Questions to answer.
A) List every one-word label that introduces a field in the entry on woodcock roding behavior.
B) Carry on the abstract on woodcock roding behavior, starting after its last sentence.
[Source passage Boundary: Start]
The roding behaviour of the European Woodcock Scolopax rusticola - an alternative hypothesis.

Author Hirons, G.J.M.
Citation Hirons, G.J.M. (1979). The roding behaviour of the European Woodcock Scolopax rusticola - an alternative hypothesis. In: Stronach, B. (ed.) Proceedings of the 1st European Woodcock and Snipe Workshop: 13-20. WSRG, Ebeltoft.

Abstract

The biological meaning of roding behaviour is not well understood and there is no published information on whether the woodcock is polygamous or forms pair bonds.
[Source passage Boundary: End]
[Data to examine Boundary: Start]
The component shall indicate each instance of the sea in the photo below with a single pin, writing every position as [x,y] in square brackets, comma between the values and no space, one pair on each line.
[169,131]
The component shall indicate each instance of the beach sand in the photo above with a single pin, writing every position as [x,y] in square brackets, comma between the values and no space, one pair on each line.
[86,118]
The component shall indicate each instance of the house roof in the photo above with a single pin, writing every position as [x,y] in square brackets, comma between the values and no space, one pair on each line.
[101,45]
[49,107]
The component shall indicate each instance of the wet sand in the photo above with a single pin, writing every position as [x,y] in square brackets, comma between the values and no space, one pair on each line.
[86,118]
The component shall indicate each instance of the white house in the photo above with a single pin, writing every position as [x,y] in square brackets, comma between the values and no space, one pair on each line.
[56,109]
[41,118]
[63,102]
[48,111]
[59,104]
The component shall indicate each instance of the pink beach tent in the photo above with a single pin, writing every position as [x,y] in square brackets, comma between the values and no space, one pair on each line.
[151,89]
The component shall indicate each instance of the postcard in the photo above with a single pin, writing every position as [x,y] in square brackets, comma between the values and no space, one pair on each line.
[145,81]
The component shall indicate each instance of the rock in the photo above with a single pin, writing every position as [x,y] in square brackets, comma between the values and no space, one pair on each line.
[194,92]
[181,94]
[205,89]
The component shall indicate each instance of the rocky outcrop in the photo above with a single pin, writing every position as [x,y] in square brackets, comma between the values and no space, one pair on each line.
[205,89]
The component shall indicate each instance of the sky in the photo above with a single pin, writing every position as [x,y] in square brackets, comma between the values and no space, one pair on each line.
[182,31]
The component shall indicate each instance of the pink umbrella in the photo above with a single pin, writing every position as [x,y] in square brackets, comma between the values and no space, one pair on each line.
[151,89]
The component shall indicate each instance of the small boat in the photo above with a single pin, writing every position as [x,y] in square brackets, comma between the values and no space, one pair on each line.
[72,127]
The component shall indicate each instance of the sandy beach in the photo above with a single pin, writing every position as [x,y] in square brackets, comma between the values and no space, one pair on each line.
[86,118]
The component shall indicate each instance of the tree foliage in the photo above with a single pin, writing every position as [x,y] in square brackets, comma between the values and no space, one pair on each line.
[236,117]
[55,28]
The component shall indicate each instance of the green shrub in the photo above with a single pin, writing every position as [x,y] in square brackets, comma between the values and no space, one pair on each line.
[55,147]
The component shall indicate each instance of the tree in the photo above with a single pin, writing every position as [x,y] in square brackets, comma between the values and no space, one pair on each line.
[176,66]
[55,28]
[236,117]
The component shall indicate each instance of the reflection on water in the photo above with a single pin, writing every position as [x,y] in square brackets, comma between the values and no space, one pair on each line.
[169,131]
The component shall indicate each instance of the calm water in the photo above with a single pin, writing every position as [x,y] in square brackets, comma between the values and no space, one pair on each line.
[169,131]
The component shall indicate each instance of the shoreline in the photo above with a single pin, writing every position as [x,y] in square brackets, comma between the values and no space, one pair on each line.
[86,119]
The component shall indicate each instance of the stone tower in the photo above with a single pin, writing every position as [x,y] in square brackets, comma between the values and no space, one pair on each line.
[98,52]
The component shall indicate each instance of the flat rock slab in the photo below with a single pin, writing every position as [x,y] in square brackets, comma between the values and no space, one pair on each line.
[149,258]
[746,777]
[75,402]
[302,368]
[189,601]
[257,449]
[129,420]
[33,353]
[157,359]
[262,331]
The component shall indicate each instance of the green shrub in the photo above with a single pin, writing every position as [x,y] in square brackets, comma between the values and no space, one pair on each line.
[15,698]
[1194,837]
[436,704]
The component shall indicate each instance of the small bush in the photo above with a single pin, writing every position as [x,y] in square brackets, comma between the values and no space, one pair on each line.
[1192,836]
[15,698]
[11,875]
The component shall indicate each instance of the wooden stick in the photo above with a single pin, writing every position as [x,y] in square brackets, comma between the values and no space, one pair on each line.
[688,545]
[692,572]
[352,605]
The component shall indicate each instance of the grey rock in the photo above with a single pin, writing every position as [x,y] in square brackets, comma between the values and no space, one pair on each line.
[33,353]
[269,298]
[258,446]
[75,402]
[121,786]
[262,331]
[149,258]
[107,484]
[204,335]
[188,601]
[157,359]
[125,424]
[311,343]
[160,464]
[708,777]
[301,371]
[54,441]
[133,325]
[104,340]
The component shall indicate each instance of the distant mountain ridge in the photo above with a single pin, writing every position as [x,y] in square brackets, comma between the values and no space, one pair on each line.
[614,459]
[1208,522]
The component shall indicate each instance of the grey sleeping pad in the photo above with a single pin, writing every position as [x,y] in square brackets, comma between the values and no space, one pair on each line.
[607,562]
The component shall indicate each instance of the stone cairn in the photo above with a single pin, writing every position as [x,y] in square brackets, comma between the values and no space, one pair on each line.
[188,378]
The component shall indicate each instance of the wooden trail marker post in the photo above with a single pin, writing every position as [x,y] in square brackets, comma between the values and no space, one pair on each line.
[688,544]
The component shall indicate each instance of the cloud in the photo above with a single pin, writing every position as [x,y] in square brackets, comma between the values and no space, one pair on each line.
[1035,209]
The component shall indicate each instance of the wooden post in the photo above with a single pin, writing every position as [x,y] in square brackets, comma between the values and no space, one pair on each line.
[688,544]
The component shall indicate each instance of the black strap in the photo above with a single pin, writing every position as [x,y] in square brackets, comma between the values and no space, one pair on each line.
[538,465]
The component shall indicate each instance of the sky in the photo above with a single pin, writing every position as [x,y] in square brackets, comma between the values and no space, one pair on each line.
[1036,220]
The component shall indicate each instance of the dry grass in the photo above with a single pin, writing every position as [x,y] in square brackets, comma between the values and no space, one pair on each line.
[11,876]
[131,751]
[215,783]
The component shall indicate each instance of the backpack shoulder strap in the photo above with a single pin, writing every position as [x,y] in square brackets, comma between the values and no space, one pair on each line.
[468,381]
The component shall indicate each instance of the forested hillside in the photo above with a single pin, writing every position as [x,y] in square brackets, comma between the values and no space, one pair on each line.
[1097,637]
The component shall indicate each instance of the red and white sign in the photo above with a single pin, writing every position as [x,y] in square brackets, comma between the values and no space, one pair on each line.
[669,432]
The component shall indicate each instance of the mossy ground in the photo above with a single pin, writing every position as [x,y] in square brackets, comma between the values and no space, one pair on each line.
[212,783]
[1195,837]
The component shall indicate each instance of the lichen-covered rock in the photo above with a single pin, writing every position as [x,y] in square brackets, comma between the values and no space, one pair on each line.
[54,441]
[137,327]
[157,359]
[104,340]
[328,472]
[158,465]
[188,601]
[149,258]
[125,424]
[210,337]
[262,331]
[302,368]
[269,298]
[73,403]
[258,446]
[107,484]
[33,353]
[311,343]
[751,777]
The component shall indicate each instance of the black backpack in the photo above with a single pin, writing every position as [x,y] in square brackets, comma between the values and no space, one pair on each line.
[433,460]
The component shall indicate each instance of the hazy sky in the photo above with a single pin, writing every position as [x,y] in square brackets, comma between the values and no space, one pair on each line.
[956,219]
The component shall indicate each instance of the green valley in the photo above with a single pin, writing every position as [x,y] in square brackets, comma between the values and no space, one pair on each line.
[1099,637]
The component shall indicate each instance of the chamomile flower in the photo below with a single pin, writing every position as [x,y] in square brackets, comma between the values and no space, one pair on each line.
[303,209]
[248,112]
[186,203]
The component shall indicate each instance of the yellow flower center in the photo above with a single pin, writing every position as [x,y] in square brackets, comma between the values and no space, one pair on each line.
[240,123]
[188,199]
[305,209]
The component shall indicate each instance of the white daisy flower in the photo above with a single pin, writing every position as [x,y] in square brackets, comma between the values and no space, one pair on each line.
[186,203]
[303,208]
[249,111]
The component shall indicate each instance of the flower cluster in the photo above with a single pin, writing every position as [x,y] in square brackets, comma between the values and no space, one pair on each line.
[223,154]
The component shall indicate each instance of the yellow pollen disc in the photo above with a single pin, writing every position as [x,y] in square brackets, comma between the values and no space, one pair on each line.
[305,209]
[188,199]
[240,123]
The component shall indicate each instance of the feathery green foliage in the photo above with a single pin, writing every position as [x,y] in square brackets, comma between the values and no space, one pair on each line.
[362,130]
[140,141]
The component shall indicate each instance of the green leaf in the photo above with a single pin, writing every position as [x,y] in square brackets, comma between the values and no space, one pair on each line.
[Data to examine Boundary: End]
Answer list.
A) Author, Citation, Abstract

B)
Tester and Watson (1973) concluded from plotting the positions of Interactions between roding birds and supposed outer flight paths of presumed (but unmarked) individuals that roding flights defined the boundaries of individual male's breeding ranges. Therefore, they proposed that roding  flights should be considered as displays defining possible territories as previously suggested by Warwick and van Someren and this interpretation is now generally accepted. However, both Steinfatt and Nemetschek thought the display flights served chiefly to find females ready to mate, and Hirons,  working on an area where some individuals were distinguishable by voice, found that their roding grounds overlapped. The aim of this paper, based on preliminary observations of woodcock fitted with radio-transmitters, is to confirm that roding areas are not exclusive and that the real purpose of the male woodcock's roding behaviour is to find or attract females with which to mate.